GIVEN DATA –
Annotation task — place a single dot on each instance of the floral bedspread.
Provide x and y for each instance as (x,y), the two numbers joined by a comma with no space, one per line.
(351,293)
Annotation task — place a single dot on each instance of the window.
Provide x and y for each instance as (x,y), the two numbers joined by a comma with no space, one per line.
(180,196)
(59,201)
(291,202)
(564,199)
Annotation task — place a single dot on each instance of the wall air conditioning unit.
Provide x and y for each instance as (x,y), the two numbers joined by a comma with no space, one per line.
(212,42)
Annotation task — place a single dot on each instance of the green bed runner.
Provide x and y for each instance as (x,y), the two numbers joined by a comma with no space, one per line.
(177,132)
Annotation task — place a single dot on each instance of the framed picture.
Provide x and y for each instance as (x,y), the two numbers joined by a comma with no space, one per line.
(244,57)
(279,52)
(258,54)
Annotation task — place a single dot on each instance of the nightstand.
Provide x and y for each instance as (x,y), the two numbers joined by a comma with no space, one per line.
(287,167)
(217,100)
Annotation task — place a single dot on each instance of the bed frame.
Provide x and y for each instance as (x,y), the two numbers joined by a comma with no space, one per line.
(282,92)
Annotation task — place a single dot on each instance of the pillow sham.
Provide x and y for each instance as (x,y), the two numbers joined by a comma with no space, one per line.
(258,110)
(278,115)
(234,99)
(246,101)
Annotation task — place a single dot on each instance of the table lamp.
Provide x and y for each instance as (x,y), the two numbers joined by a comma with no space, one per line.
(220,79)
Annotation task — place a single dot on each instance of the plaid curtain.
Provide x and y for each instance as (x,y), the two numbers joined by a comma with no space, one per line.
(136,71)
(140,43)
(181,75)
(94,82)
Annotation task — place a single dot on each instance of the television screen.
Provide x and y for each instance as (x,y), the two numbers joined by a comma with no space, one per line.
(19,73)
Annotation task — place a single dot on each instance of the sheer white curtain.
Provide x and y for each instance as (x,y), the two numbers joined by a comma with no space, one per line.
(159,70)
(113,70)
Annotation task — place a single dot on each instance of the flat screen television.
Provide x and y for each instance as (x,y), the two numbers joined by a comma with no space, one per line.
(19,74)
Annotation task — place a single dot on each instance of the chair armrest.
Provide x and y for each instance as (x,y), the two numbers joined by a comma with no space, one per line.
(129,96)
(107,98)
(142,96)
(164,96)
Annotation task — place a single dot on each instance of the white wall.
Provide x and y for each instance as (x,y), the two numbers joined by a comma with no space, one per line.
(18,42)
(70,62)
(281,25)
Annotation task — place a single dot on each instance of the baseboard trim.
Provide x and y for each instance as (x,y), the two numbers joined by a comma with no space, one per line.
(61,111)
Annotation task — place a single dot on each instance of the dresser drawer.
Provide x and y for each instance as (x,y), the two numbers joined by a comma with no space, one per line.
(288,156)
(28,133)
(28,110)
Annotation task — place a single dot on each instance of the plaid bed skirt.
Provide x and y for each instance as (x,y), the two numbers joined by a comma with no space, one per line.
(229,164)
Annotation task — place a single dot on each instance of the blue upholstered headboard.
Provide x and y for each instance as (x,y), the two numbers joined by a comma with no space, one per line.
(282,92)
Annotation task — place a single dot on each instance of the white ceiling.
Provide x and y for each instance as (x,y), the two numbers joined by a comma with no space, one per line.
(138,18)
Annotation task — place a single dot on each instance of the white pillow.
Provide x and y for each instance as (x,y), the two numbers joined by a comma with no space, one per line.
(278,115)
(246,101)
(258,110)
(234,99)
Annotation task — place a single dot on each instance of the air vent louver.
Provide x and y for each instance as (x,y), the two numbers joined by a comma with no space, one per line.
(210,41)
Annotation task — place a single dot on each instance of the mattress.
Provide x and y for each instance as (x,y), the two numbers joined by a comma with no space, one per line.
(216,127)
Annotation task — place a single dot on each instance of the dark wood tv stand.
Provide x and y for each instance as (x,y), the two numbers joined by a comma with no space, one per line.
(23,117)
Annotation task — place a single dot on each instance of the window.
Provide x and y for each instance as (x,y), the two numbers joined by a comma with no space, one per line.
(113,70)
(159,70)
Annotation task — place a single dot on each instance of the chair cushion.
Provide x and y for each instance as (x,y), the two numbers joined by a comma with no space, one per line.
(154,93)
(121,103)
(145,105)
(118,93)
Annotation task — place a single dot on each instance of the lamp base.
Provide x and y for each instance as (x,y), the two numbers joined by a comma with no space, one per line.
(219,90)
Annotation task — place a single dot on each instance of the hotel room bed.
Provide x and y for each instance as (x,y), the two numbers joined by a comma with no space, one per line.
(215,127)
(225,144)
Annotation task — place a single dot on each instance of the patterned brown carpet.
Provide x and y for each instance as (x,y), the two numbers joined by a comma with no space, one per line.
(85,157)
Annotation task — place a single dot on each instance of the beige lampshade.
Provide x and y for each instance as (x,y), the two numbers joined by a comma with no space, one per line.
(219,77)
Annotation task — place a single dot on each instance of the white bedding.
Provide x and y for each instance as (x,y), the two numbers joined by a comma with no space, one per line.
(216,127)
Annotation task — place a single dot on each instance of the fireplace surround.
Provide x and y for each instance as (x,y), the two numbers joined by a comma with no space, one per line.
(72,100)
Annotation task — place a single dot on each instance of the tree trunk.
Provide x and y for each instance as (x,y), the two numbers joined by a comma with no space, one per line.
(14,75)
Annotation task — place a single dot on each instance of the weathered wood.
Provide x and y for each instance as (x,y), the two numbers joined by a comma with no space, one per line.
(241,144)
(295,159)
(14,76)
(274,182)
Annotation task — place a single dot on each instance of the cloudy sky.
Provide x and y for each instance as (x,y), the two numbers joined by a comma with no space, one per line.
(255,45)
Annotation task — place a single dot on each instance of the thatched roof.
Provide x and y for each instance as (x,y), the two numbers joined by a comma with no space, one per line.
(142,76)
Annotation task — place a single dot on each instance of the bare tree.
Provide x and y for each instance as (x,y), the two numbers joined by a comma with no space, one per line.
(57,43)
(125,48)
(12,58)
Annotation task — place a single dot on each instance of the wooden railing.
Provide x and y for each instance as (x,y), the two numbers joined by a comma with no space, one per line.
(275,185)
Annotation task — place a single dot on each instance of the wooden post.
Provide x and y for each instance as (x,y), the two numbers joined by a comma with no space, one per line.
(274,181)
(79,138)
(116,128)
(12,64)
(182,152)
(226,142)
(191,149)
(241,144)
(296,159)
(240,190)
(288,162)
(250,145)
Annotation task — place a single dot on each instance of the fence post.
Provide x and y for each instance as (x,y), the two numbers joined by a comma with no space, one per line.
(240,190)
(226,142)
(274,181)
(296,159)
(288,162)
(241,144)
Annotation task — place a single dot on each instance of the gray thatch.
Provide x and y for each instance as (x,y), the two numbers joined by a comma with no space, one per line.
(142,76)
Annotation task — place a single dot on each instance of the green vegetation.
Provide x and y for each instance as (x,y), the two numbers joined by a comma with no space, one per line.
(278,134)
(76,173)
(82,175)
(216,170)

WHAT THIS TASK INVOLVES –
Beginning at the line that contains "the weathered wood.", retype each line of the listing up to and including the last one, exactly as it stands, and nothing else.

THE OUTPUT –
Annotation task — place a single dot on each instance of the weathered wood.
Provide x and y for each instance as (x,y), the two numbers joined by a comma with no space, one per line.
(241,144)
(295,159)
(14,76)
(274,182)
Annotation task — place a single dot on each instance of the cloudy sky.
Provide x and y for each instance as (x,y), the two numbers joined by a comma with no space, one per line.
(255,45)
Annotation task — place a single dot on each instance of the thatched roof.
Provide x and y for each instance as (x,y), the two numbers joined by a comma with no space, one per line.
(142,76)
Annotation task — place a single dot on each instance of the bare tree.
Provide x and y for each instance as (x,y), the two numbers joined by a comma with no space, one per line.
(57,43)
(125,48)
(12,58)
Annotation task — place a single dot on each instance of the wooden railing.
Provide x and y for each instance as (x,y), the two numbers joined by a comma with no space, one per line.
(275,185)
Annotation task — place a single dot on each instance of the wooden post.
Provide x and y for each instance as (x,y), the two numbers joined by a comma with no space, one per line.
(274,181)
(79,138)
(116,128)
(12,64)
(182,152)
(226,142)
(191,149)
(241,144)
(296,159)
(240,190)
(288,162)
(250,145)
Annotation task — place a single dot on each instance of the fence post.
Provide x and y for each instance as (x,y), the two numbers joined by a comma with no space, one per line.
(240,190)
(226,142)
(274,181)
(296,159)
(288,162)
(241,144)
Annotation task — place a single dot on each instance of the gray thatch.
Provide x and y for each instance as (x,y), the two numbers joined by a comma with no space, one per line.
(142,76)
Annotation task — place a single dot on each instance of the green vegetation.
Provide x and y for each instance as (x,y), the two numbers joined by a comma with no space, one per line.
(278,134)
(76,173)
(82,175)
(216,170)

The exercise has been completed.